* [Things to do]:
- a) Do the following statements agree with the pool fence thread? Answer yes or no for each, quoting the words of the thread that decide it. (i) The poster already has the chain link but not the posts. (ii) The reply recommends deck blocks for holding up the posts. (iii) The reply says no digging will be needed.
- b) How would you sum up the pool fence thread in two sentences?
- c) Write what comes next in the pool fence thread, picking up after its last sentence.

* [Extract]:

☆ ☆ ☆ ☆ ☆ ☆ ☆

# Portable pool enclosure ?



## chattycathy (Jun 5, 2005)

Hello .
I'm trying to find some ideas for installing a chain link fence around a 10 ft diameter above ground kiddy pool .
I have the chain link already but not the posts .We have a lot of flatrock in the area so digging deep is not an option .
Would deck blocks or cinder blocks hold up the posts of a chain link fence ?
Would wood posts be better or metal ?
I'm looking for something very inexpensive , the kids just want to be able to cool off once in a while so I really need to get this figured out for them .


----------



## DecksEtc (Feb 8, 2005)

Deck blocks won't work and they're pretty much useless for anything else for that matter. I'm no chain link expert but the best way is for you to set the end posts in concrete and then pond the others into the ground. You will have to dig to set the end posts though - sorry.

☆ ☆ ☆ ☆ ☆ ☆ ☆

* [Data extract]:
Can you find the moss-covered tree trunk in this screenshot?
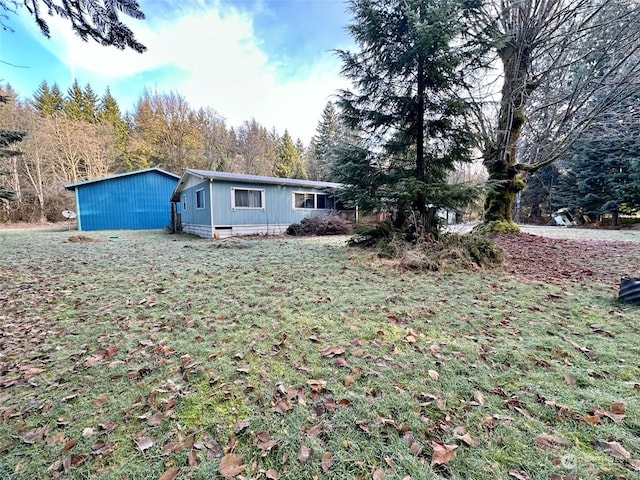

☆ ☆ ☆ ☆ ☆ ☆ ☆

* [In response]:
- a)
(i) Yes: "I have the chain link already but not the posts"
(ii) No: "Deck blocks won't work"
(iii) No: "You will have to dig to set the end posts though - sorry."

- b) A poster wants a very inexpensive way to put a chain link fence around a 10 ft diameter above ground kiddy pool and asks whether deck blocks or cinder blocks could hold the posts, since flatrock rules out digging deep, and whether wood or metal posts would be better. A reply says deck blocks won't work and advises setting the end posts in concrete, which will still mean digging.

- c)
----------



## Teetorbilt (Feb 7, 2004)

A pool is a large liability. Here an enclosure is mandatory and must have features like self-locking gates.
If a child falls in and drowns when you are not around, it remains your responsibility. 
Just food for thought. I lost the fence and the enclosure since the hurricanes in Sept. Very scary and no recourse as eveyone is bcked up until next year. I'm looking into razor wire.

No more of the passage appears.